[Data records]
# # #

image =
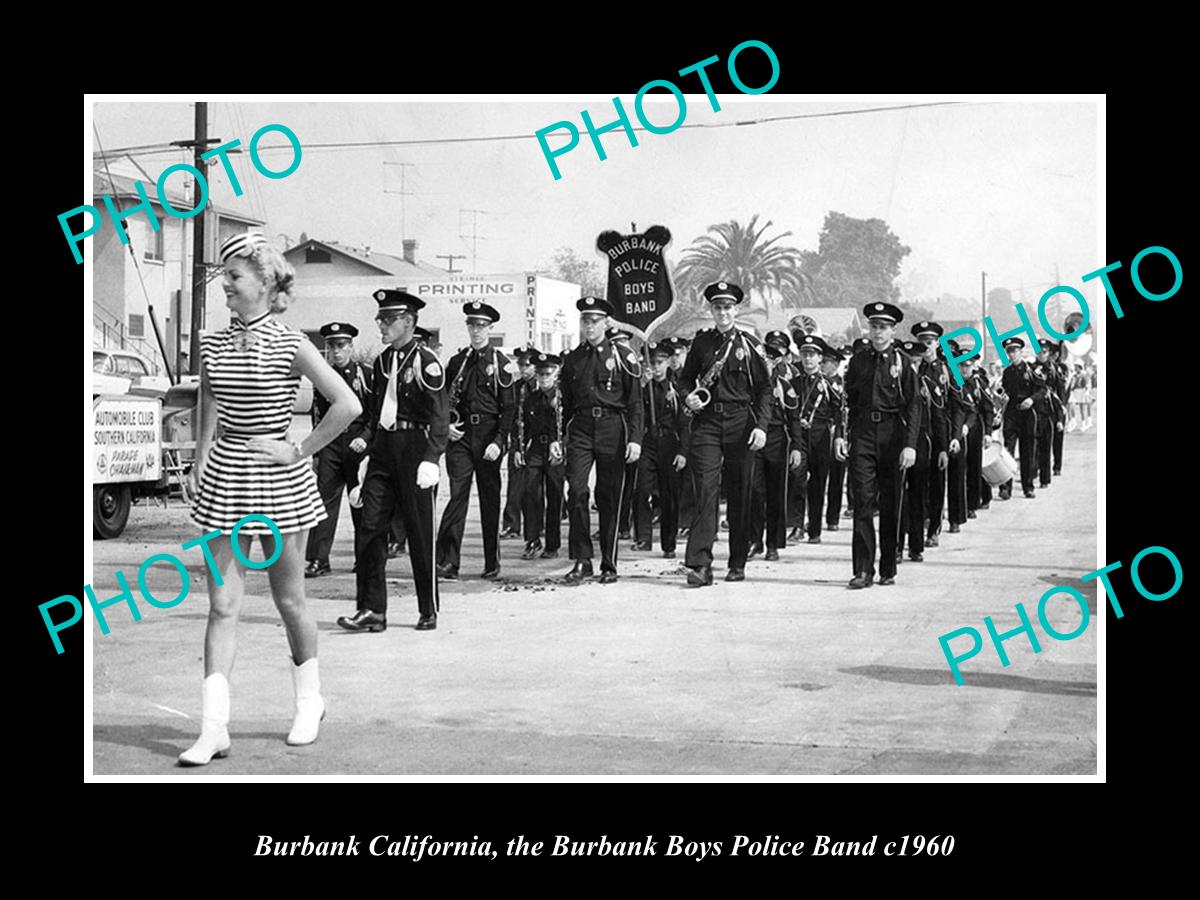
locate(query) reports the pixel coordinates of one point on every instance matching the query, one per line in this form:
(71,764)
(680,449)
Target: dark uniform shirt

# # #

[Task description]
Reproduce every line of the records above verbatim, leaving out the pictures.

[Written solution]
image =
locate(query) reports the pixel coordinates of one point on every instance matching the query, one per line in this form:
(71,764)
(680,449)
Target: dark uniform shirt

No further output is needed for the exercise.